What you are asked to do: Restate the full set of records exactly, word for word.

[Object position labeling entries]

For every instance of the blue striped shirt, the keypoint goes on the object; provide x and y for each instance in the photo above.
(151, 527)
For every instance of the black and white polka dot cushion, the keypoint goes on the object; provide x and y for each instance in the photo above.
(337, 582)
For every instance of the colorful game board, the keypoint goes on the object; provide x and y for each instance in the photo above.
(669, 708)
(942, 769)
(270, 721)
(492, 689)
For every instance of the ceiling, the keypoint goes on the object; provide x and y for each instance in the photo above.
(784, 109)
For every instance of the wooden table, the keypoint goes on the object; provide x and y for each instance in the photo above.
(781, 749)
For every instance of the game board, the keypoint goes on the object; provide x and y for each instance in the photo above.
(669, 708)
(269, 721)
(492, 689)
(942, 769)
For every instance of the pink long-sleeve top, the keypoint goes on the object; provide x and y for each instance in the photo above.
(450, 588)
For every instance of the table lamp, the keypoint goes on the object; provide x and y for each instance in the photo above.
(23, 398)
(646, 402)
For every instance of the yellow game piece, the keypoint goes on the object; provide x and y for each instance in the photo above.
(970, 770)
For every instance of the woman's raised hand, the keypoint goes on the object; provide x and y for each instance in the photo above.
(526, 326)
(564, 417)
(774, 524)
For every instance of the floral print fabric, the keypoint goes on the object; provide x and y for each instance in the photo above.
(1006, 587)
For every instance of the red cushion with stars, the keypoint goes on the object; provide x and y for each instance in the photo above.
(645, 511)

Written answer:
For every instance of the blue striped shirt, the keypoint goes on the object; provide x and y for each instance in the photo above.
(151, 527)
For every instance of the black and white polka dot cushion, the keypoint goes on the object; provide x and y for each instance in the photo above.
(337, 582)
For every instance of the colorful game board, the keypoint goes on the object; provide x and y for each instance in the photo above.
(669, 708)
(942, 769)
(270, 721)
(492, 689)
For every instance of the ceiling, the keypoint goes on the object; provide x and y for each instance in the photo above.
(784, 109)
For every instance of the wooden table, the keypoint goes on the object; provide x and y for each instance in the photo above.
(781, 749)
For every instance of the game board, the keypoint goes on the object; provide x and y for each instance in the photo above.
(669, 708)
(269, 721)
(492, 689)
(942, 769)
For every instance of the pink long-sleeve top, the keypoint goes on the object; provide x and y for each instance in the photo above.
(450, 588)
For every instance of the table lamp, the keypoint goes on the object; provide x and y for each instance in the photo above.
(23, 398)
(646, 402)
For every instance of the yellow game piece, the keypoint goes on the object; provide x and y for each instance in the photo above.
(970, 770)
For every instance of the woman's raised hand, the keypoint goes on the object; provide x and y for each instance in the photo above.
(526, 326)
(564, 417)
(774, 524)
For every instance of the floral print fabric, the keypoint goes on the object; provide x and y for each instance in the photo above.
(1006, 587)
For every instance of the red cushion with stars, the keypoint goes on the object; provide x and y for each instance in the photo above.
(645, 511)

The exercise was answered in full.